PROVIDED TEXT.
"""

Lots of German households and industries use natural gas for heating, hence we've got something like 400,000 km of pipeline as well as storage facilities sitting around. Instead of buying natural gas from Russia, we could fill them with synthetically produced methane and/or hydrogen, generated during off-peak hours.
Synthetic methane production has a theoretical maximum efficiency of 30-40%. So we'd need to build 3x as much power and is actually needed, and a bunch of electrolysis and Sabatier reaction plants on top of that.
Or we can just follow France's example and build nuclear plants.
...in the form of methane. How do you store wind and solar?
Uhm, well, electrolysis and Sabatier reaction, and then you clean it up and compress it or something. Unfortunately, you need a source of carbon dioxide (no, not air, extracting a trace gas is rather impractical), and then the whole process has a round trip efficiency of certainly no better than 20%. Looks like we need a 4x or so overbuild of unrealiables so that methanation can keep the lights on in winter.
What confuses me is that there are much more practical chemical storage methods nobody talks about. Ammonia comes to mind. It's easier to make and easier to store. I can't help but think that the whole methanation idea is a PR stunt by the gas industry, intended to positively associate renewables with fossil gas in the minds of the unwashed masses.

"""

DATA PROVIDED.
"""

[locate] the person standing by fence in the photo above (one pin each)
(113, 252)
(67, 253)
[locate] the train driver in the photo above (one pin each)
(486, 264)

"""

BRIEF. Continue the discussion about storing German renewable power as synthetic methane from where it stops.

RESPONSE TO THE TASK.
Heat cogeneration doesn't really improve efficiency of the methane generation process itself. Cogeneration refers to using the waste heat of a thermal plant to assist in some other facility. Using the waste heat of a gas plant to heat water in desalination is an example of cogeneration. So it does improve overall energy efficiency, but it assumes that there's a convenient source of heat next door. Wind and photovoltaics don't generate any significant amount of heat though, so there's no opportunity for cogeneration.
Cogeneration happens at the gas-to-power side of things. Doesn't help you with electricity generation, but that's ok as the goal is reduction of emissions across all sectors.
The source calculates somewhat optimistically. They assume storage at 80bar, while mentioning that actual storage is at 200bar. They also assume 60% efficient conversion from methane to electricity, while using 55% in other parts of the paper. There is no accounting for transmission losses or the energy needed to procure the CO2. Cogeneration is again creative accounting. We're talking about supplying electricity, and heat isn't electricity.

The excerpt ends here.